§ Task directions
Please recast the material as a Markdown table with the columns "Number" and "Line", giving each line its own numbered row and leaving out blank lines. Begin at the line that has "[locate] laurel wreath" and go through the end of the material.

§ Input data
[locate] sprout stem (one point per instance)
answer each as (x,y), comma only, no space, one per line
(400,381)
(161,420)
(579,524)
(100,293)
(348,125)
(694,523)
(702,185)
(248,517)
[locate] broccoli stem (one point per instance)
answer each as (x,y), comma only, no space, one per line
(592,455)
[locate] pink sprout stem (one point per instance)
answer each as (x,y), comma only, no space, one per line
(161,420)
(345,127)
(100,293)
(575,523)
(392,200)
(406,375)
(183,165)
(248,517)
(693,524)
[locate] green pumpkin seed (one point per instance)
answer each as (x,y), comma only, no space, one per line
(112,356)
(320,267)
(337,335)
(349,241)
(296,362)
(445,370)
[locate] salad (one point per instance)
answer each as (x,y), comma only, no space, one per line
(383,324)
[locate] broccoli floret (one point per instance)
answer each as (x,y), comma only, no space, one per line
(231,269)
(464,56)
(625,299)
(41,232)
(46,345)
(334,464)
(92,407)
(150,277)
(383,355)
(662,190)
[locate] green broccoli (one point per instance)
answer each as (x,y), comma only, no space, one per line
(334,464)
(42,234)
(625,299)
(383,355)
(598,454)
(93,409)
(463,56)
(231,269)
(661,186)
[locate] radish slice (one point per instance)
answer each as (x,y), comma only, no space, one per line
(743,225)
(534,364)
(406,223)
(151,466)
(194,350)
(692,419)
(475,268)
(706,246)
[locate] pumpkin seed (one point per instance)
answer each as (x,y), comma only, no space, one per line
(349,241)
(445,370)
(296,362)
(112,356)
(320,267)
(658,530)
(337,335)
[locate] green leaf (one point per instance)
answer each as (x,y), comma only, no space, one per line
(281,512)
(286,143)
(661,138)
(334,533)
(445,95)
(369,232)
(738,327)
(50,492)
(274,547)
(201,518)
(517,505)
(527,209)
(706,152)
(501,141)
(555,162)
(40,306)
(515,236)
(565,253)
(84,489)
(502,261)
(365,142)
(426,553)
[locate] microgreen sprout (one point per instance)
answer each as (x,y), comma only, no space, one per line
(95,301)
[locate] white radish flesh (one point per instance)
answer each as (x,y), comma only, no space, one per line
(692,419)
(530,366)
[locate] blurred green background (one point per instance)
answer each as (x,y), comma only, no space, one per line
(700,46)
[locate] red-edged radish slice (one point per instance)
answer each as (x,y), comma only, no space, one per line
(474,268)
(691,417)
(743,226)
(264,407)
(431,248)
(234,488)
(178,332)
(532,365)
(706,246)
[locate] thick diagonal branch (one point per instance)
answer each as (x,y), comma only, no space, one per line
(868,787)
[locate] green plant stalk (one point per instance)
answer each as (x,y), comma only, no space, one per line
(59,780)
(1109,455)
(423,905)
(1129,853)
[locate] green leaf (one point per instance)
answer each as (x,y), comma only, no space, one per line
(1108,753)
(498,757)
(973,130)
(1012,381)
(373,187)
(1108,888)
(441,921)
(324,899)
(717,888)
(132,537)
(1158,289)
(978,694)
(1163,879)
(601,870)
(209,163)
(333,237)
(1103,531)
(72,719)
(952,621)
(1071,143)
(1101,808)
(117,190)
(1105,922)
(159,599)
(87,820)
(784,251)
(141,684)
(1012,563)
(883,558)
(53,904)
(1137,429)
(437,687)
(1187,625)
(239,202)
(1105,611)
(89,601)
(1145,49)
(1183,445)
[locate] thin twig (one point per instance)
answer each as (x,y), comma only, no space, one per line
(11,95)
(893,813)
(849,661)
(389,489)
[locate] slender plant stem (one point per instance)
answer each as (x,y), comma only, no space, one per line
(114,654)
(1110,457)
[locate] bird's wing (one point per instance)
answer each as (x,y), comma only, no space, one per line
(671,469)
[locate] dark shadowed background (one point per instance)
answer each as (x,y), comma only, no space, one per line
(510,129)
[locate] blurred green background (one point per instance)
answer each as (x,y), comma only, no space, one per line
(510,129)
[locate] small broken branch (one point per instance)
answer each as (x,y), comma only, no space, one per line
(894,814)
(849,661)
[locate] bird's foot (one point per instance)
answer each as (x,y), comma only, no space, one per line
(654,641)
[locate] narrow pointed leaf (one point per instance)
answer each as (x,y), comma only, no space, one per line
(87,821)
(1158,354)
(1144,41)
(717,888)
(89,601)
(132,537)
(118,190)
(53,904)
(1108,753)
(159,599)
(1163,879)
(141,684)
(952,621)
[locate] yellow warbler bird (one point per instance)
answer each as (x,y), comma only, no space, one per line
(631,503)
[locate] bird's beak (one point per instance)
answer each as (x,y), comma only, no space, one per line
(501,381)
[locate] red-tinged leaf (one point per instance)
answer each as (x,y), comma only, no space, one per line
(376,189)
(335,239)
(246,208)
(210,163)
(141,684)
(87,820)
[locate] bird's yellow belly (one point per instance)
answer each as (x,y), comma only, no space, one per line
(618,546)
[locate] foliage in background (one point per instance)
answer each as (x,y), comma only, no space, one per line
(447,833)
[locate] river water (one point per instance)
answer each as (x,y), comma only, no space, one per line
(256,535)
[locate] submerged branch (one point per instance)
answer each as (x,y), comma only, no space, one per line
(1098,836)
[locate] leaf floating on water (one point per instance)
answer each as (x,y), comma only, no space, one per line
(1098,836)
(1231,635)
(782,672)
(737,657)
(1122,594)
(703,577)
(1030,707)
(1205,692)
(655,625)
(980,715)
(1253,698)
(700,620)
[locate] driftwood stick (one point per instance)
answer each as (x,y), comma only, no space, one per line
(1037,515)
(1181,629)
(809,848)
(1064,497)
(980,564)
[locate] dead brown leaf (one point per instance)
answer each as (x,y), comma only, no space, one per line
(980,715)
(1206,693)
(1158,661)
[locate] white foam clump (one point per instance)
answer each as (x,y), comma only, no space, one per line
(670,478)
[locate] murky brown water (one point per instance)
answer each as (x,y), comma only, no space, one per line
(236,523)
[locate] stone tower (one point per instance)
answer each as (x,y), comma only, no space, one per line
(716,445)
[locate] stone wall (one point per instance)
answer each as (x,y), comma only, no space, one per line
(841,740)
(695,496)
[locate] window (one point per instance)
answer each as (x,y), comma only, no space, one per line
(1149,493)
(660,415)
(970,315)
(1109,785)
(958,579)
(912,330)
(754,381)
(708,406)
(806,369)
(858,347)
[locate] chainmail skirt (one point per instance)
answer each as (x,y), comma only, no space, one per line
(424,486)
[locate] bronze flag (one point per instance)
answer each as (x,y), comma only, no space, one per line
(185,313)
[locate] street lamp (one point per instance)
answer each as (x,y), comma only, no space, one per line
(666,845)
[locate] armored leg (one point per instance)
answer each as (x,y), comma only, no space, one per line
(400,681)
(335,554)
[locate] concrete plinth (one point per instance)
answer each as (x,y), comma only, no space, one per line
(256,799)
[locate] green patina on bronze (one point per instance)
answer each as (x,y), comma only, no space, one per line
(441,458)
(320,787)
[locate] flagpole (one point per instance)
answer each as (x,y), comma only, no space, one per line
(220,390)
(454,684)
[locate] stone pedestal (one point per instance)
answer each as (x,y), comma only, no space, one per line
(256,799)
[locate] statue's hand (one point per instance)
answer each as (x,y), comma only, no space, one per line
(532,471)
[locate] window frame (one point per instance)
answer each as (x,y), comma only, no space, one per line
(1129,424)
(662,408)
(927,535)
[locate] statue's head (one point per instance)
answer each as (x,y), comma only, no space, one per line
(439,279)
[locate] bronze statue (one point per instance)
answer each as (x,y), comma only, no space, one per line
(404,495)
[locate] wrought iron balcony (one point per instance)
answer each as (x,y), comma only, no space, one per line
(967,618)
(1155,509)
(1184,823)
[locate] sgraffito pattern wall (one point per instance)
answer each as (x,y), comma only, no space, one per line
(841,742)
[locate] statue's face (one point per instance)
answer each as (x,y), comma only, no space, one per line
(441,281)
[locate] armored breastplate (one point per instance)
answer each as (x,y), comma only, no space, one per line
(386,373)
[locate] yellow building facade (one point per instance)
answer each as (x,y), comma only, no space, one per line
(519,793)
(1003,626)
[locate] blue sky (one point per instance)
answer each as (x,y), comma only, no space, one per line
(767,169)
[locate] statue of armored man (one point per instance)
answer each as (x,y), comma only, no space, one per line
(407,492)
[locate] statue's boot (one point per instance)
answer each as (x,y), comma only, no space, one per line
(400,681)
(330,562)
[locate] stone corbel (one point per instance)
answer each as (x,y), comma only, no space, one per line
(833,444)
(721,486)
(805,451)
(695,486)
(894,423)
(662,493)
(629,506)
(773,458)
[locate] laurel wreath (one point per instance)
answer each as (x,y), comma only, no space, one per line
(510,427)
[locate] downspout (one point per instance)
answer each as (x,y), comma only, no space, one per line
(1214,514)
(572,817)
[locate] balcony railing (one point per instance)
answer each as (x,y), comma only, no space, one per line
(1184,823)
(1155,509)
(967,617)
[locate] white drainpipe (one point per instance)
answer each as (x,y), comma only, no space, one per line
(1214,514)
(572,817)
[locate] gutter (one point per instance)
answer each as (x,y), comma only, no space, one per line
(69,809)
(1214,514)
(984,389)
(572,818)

§ Response
| Number | Line |
|---|---|
| 1 | [locate] laurel wreath (one point per instance) |
| 2 | answer each as (x,y), comma only, no space, one per line |
| 3 | (510,427) |
| 4 | [locate] downspout (one point per instance) |
| 5 | answer each as (x,y), comma only, no space, one per line |
| 6 | (1214,514) |
| 7 | (572,817) |
| 8 | [locate] balcony railing (one point per instance) |
| 9 | answer each as (x,y), comma only, no space, one per line |
| 10 | (1184,823) |
| 11 | (1155,509) |
| 12 | (967,617) |
| 13 | [locate] white drainpipe (one point per instance) |
| 14 | answer each as (x,y), comma only, no space, one per line |
| 15 | (1214,514) |
| 16 | (572,817) |
| 17 | [locate] gutter (one point per instance) |
| 18 | answer each as (x,y), comma only, no space, one per line |
| 19 | (69,809) |
| 20 | (1214,514) |
| 21 | (984,389) |
| 22 | (572,818) |